• **Texte extrait**
———
30 août 2021

De la Transformation digitale des Achats – entretien avec Joël Aznar

Par Patrick Chabannes

« Tous les enjeux associés au digital en termes de partage, de collaboration, d’innovation, d’agilité, de maîtrise du risque… font forcément écho au niveau des Achats, telle une caisse de résonance vis-à-vis des transformations tant internes qu’externes à l’œuvre. »

Patrick Chabannes : Quelles réflexions les mots Transformation Digitale des Achats vous inspirent-ils ?

Joël Aznar : Les Directions des Achats doivent accélérer leur digitalisation afin d’accompagner la transformation digitale de leur entreprise. Cependant j’aimerais tout d’abord définir ces concepts utilisés parfois sans discernement. Il s’agit de considérer ici trois niveaux : la « digiTIsation », la « digiTALIsation » et la « transformation digitale ». 

  • La « digiTIsation » ou « numérisation » est l’action qui consiste à transférer un message (document, photo…) d’un support analogique ou physique, à un support numérique ou digital.
  • La « digiTALIsation », ou « dématérialisation », est l’utilisation de technologies numériques appliquées à l’ensemble d’un processus visant à en automatiser les tâches.
  • « La transformation digitale » va bien au-delà. Il s’agit ici de la capacité de l’entreprise à réinventer son offre de valeur sur le marché grâce aux technologies du digital.
———
• **Données fournies**

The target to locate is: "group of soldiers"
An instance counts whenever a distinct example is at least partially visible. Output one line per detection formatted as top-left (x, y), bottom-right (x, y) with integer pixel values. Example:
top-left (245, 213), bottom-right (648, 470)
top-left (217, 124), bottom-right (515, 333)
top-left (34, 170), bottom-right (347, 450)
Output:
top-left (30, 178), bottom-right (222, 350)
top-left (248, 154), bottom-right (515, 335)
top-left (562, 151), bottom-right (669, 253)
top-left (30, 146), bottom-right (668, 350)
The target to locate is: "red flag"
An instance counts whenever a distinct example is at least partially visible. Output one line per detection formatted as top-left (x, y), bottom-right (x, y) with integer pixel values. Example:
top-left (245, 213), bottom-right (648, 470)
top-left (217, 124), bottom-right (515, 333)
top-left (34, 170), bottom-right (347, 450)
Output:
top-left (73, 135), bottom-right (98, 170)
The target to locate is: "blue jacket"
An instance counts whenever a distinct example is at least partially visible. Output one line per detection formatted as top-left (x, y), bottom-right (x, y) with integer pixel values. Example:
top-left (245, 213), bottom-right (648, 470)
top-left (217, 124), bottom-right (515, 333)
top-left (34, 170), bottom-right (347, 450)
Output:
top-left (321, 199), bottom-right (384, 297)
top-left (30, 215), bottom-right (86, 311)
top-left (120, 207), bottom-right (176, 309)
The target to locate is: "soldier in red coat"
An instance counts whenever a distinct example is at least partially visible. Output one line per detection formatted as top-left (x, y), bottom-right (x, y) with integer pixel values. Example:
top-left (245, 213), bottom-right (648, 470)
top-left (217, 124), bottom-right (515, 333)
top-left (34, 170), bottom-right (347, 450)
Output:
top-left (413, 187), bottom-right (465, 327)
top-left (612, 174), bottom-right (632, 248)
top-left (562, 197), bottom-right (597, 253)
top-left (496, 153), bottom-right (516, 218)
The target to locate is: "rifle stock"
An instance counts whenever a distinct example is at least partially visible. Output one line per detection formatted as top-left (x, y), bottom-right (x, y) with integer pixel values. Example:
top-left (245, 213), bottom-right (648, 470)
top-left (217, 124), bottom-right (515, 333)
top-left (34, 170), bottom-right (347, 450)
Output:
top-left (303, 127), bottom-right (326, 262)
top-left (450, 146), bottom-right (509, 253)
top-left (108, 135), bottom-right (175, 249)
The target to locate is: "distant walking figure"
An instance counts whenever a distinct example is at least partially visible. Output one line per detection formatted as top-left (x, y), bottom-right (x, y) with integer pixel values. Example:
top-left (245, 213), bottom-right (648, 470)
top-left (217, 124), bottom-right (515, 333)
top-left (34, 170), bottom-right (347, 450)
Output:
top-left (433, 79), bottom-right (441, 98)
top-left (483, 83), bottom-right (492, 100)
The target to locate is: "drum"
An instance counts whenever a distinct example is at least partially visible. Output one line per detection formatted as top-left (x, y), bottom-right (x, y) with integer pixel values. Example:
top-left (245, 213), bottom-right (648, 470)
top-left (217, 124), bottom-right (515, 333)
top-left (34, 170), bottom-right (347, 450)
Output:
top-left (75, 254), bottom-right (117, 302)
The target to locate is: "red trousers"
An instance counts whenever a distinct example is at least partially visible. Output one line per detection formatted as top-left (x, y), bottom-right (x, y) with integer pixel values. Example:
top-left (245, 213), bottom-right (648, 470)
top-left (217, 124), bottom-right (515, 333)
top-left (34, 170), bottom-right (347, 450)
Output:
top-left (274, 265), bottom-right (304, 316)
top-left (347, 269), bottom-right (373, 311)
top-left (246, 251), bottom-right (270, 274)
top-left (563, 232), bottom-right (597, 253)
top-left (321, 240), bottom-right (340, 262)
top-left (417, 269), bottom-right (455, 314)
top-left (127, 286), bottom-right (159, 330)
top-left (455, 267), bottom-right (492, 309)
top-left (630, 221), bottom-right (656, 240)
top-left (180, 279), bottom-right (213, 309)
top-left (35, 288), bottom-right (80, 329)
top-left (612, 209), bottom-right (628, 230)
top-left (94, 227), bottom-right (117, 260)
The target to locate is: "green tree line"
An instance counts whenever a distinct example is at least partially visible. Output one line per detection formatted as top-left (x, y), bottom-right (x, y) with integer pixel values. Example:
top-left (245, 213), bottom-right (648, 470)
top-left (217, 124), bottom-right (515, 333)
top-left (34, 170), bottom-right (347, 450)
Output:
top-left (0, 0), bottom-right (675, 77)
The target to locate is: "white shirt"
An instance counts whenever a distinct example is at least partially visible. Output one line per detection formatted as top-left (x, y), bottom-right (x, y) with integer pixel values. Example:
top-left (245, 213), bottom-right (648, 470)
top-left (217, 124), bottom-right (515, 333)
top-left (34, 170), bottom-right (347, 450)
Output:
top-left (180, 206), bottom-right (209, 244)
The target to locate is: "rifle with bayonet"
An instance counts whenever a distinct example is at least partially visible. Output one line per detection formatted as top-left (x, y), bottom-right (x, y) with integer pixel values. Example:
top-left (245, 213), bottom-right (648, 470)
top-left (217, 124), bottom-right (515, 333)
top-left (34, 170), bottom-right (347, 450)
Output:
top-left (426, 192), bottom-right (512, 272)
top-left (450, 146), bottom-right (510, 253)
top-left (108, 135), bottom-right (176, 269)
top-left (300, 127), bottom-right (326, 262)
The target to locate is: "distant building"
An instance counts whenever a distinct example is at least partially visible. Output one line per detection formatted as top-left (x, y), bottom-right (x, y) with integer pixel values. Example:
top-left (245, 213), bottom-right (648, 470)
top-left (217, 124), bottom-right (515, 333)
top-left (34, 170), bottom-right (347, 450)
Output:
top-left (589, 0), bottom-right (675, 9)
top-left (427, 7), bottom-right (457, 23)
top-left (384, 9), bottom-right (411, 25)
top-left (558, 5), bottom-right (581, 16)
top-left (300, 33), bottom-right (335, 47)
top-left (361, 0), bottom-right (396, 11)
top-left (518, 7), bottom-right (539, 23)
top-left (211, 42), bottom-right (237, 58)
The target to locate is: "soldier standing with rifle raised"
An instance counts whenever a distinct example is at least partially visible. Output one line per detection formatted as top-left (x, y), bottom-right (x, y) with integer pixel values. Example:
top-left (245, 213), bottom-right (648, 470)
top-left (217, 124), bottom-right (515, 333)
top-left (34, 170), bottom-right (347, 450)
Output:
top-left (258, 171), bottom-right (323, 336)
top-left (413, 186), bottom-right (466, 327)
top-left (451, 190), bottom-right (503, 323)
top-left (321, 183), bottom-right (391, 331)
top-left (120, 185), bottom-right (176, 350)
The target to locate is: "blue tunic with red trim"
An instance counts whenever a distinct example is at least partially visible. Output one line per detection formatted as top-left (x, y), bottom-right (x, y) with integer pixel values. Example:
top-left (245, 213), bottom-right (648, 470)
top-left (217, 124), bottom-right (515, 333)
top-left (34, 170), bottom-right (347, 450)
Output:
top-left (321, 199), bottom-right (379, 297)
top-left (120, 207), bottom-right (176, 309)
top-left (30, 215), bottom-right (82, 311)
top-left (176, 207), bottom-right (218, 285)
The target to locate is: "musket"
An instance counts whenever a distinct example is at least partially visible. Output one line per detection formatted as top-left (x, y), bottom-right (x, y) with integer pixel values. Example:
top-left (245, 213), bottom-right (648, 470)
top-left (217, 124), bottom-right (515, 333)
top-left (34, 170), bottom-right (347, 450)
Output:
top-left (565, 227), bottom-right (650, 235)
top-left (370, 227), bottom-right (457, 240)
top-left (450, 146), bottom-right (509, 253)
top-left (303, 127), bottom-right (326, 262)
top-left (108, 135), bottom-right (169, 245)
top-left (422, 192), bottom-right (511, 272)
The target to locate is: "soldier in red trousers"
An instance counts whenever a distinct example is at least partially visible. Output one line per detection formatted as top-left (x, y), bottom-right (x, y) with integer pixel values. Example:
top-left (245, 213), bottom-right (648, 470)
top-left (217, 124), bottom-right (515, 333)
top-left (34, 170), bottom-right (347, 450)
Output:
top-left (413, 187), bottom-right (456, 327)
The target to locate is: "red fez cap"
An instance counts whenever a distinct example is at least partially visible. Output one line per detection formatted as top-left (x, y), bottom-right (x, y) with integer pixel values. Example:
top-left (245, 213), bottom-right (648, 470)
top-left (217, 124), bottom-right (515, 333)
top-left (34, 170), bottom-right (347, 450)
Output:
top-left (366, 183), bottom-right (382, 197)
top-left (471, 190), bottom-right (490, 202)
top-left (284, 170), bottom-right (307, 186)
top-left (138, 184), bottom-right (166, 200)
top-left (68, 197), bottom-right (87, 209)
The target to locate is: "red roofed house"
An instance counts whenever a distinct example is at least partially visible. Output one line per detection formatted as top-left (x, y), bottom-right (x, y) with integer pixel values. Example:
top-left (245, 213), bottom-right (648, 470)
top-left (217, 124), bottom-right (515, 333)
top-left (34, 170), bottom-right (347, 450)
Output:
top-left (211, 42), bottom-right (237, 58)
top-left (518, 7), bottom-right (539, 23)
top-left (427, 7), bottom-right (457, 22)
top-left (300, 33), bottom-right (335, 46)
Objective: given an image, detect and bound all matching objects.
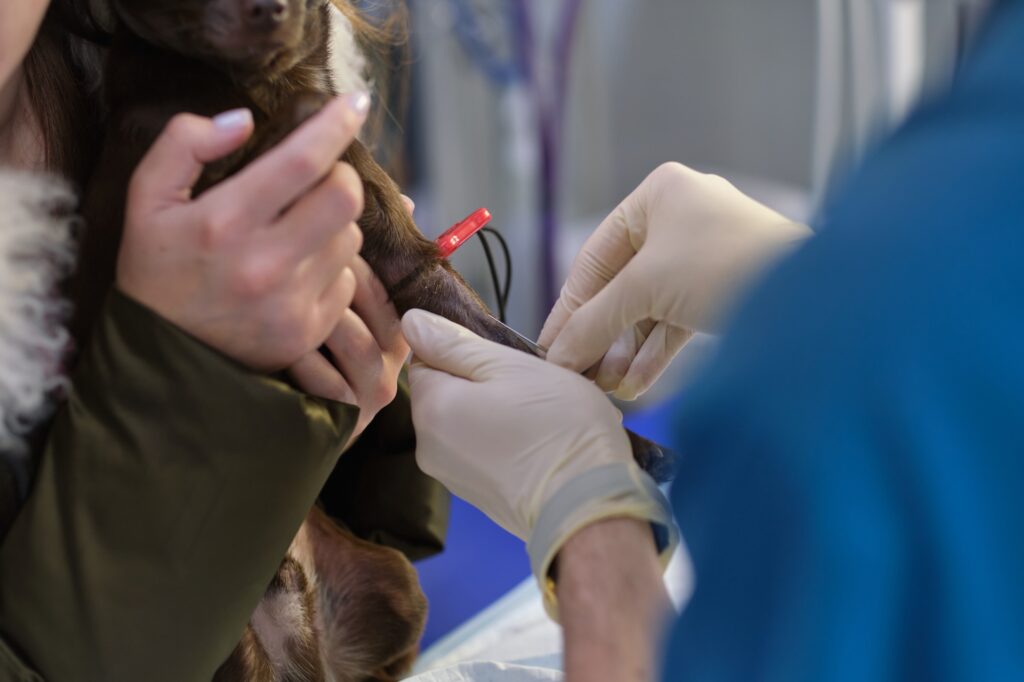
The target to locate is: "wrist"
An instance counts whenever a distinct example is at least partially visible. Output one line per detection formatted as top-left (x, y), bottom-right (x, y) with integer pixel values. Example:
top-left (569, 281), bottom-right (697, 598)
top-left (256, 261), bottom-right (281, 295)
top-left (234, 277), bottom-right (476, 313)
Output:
top-left (557, 518), bottom-right (671, 682)
top-left (526, 461), bottom-right (679, 621)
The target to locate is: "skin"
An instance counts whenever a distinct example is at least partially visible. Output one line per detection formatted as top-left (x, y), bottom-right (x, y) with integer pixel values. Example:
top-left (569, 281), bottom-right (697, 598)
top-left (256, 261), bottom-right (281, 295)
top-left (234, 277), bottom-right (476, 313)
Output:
top-left (0, 0), bottom-right (49, 170)
top-left (557, 519), bottom-right (672, 682)
top-left (0, 0), bottom-right (409, 435)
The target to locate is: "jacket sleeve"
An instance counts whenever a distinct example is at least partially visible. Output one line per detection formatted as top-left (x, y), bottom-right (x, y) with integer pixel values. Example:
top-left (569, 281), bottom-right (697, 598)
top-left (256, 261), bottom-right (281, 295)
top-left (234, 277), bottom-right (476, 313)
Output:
top-left (0, 294), bottom-right (357, 682)
top-left (321, 376), bottom-right (451, 561)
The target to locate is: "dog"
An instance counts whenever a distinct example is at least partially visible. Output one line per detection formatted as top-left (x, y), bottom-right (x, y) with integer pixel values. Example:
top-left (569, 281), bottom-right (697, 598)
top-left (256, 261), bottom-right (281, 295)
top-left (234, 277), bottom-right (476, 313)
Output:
top-left (74, 0), bottom-right (671, 682)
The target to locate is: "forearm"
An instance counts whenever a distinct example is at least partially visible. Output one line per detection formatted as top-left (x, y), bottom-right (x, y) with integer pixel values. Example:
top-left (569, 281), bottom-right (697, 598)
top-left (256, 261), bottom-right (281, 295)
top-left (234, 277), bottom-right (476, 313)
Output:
top-left (557, 519), bottom-right (670, 682)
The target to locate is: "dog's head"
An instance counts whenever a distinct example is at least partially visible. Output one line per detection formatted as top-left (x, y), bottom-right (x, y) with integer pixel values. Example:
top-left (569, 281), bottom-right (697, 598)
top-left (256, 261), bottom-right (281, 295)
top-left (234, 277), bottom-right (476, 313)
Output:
top-left (115, 0), bottom-right (331, 78)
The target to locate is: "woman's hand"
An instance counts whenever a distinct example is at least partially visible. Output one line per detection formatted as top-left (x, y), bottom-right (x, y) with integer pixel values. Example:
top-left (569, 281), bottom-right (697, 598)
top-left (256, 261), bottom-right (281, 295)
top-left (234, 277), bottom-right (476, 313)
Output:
top-left (289, 257), bottom-right (409, 438)
top-left (117, 94), bottom-right (370, 372)
top-left (540, 164), bottom-right (811, 399)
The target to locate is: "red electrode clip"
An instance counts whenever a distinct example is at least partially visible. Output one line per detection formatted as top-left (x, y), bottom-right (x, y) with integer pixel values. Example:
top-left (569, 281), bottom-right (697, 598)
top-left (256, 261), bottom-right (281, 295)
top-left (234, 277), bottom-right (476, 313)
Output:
top-left (436, 209), bottom-right (492, 258)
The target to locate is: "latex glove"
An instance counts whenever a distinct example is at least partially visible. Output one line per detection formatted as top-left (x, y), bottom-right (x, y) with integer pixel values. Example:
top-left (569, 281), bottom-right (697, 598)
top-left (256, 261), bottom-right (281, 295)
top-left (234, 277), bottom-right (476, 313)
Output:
top-left (402, 310), bottom-right (675, 616)
top-left (540, 159), bottom-right (812, 399)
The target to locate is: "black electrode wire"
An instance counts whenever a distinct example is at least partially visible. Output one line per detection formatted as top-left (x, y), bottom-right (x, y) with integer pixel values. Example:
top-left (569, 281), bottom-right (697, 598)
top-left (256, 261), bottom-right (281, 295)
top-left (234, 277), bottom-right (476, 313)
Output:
top-left (478, 227), bottom-right (512, 323)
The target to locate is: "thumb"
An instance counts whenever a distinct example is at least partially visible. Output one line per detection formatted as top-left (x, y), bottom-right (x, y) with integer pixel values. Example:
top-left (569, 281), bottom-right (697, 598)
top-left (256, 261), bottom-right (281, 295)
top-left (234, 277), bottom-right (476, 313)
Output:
top-left (132, 109), bottom-right (255, 204)
top-left (401, 310), bottom-right (522, 381)
top-left (548, 258), bottom-right (651, 373)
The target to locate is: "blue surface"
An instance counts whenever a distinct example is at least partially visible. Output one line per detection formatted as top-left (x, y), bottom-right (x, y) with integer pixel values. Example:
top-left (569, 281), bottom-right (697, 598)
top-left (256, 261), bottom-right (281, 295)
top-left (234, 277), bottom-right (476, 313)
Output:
top-left (416, 402), bottom-right (673, 648)
top-left (665, 0), bottom-right (1024, 682)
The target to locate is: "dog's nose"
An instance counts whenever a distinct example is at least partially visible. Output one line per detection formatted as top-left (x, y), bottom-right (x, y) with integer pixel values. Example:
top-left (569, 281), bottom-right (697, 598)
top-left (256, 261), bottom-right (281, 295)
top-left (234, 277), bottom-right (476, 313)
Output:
top-left (242, 0), bottom-right (288, 31)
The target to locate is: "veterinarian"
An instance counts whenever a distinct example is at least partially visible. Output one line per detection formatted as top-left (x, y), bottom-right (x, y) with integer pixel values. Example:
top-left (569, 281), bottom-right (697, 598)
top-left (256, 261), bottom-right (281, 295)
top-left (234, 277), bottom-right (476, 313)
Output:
top-left (403, 1), bottom-right (1024, 682)
top-left (0, 0), bottom-right (447, 681)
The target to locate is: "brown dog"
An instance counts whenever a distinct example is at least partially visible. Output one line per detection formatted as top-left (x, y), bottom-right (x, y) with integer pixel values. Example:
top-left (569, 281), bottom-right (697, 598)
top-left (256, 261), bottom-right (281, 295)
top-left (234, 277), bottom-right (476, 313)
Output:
top-left (75, 0), bottom-right (669, 681)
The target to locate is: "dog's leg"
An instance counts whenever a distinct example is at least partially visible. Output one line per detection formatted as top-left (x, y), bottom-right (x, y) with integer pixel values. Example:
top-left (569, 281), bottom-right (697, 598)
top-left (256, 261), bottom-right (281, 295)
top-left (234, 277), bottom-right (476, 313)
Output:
top-left (344, 142), bottom-right (675, 482)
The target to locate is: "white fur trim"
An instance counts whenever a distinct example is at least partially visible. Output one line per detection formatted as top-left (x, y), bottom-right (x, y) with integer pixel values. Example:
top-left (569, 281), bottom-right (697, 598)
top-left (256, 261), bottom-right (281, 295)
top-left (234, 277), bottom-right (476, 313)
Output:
top-left (330, 4), bottom-right (370, 93)
top-left (0, 169), bottom-right (77, 493)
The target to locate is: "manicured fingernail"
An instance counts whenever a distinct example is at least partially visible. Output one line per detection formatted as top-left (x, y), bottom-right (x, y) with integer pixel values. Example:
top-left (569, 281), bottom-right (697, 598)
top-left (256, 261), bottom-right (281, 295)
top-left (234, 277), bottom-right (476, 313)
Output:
top-left (213, 109), bottom-right (253, 131)
top-left (348, 92), bottom-right (371, 116)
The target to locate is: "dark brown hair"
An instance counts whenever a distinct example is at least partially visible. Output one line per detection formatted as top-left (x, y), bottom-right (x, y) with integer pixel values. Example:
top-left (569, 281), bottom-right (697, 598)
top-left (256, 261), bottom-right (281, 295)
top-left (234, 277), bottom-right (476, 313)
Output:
top-left (25, 0), bottom-right (103, 186)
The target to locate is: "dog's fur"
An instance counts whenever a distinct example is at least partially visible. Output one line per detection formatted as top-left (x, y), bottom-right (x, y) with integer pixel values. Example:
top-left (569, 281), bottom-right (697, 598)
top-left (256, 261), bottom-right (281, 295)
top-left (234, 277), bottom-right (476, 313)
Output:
top-left (75, 0), bottom-right (675, 681)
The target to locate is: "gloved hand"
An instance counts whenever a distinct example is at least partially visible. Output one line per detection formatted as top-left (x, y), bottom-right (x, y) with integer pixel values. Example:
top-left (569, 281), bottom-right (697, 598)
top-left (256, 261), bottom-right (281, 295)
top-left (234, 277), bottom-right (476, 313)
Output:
top-left (402, 310), bottom-right (675, 617)
top-left (540, 164), bottom-right (811, 399)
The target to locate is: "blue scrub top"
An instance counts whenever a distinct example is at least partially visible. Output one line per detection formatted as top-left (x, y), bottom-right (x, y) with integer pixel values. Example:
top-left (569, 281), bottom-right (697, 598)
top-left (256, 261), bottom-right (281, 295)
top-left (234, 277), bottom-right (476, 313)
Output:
top-left (665, 2), bottom-right (1024, 682)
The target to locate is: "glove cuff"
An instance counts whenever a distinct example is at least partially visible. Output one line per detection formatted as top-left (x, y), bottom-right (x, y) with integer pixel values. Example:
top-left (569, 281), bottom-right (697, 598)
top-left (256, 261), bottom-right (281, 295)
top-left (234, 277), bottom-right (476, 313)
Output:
top-left (526, 462), bottom-right (679, 622)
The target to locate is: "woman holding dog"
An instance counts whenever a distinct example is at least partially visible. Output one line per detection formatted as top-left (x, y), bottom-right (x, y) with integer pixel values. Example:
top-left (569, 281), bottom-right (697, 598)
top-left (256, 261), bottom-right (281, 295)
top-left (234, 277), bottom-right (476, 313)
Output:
top-left (0, 0), bottom-right (446, 680)
top-left (403, 0), bottom-right (1024, 682)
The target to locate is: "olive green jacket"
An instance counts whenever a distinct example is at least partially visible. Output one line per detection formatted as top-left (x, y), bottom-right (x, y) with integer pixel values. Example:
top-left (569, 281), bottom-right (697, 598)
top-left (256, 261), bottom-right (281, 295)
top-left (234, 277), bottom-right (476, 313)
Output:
top-left (0, 294), bottom-right (447, 682)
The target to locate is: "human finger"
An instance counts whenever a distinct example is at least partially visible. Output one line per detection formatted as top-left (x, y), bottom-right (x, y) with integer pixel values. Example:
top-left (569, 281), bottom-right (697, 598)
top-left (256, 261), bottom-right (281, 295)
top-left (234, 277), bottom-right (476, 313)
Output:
top-left (222, 92), bottom-right (370, 224)
top-left (614, 322), bottom-right (693, 400)
top-left (401, 310), bottom-right (524, 381)
top-left (352, 256), bottom-right (409, 357)
top-left (548, 254), bottom-right (651, 372)
top-left (131, 109), bottom-right (253, 206)
top-left (288, 350), bottom-right (358, 406)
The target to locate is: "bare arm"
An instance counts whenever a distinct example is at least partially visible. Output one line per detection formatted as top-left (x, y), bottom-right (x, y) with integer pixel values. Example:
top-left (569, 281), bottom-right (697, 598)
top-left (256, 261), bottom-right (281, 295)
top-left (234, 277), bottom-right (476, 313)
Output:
top-left (558, 518), bottom-right (671, 682)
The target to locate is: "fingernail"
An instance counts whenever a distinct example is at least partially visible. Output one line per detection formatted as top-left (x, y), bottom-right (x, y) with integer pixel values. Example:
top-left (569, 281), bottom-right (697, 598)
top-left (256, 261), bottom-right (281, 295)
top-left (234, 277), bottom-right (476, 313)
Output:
top-left (348, 92), bottom-right (372, 116)
top-left (213, 109), bottom-right (253, 131)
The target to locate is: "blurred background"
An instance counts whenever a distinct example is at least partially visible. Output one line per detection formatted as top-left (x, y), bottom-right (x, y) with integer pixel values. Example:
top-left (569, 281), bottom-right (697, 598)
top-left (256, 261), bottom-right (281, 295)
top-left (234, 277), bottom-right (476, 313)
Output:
top-left (360, 0), bottom-right (985, 641)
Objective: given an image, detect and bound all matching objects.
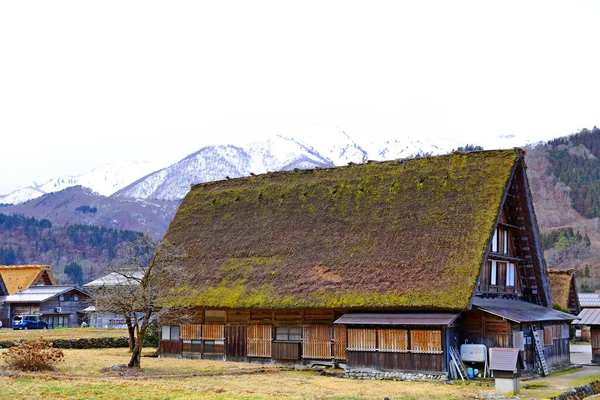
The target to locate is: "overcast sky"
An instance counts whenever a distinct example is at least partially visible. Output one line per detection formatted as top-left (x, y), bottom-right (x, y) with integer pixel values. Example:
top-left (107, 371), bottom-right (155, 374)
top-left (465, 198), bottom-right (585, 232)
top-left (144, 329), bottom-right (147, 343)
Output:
top-left (0, 0), bottom-right (600, 193)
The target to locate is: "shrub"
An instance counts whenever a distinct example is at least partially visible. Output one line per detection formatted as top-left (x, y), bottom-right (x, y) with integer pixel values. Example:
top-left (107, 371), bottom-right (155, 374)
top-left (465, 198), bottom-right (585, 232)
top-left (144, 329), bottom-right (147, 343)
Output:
top-left (144, 320), bottom-right (158, 347)
top-left (2, 341), bottom-right (65, 371)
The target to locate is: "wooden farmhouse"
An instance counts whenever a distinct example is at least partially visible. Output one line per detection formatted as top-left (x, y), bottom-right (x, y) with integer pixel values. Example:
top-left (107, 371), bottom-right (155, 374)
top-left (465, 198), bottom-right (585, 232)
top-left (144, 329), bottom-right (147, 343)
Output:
top-left (0, 265), bottom-right (89, 328)
top-left (548, 269), bottom-right (581, 315)
top-left (157, 149), bottom-right (574, 375)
———
• **Consigne**
Relevez les niveaux que Joël Aznar distingue dans l'entretien sur la transformation digitale des achats. Indiquez pour chacun l'autre appellation que le texte lui donne, s'il y en a une.

• **Résultat obtenu**
- La « digiTIsation », ou « numérisation »
- La « digiTALIsation », ou « dématérialisation »
- La « transformation digitale » (aucune autre appellation)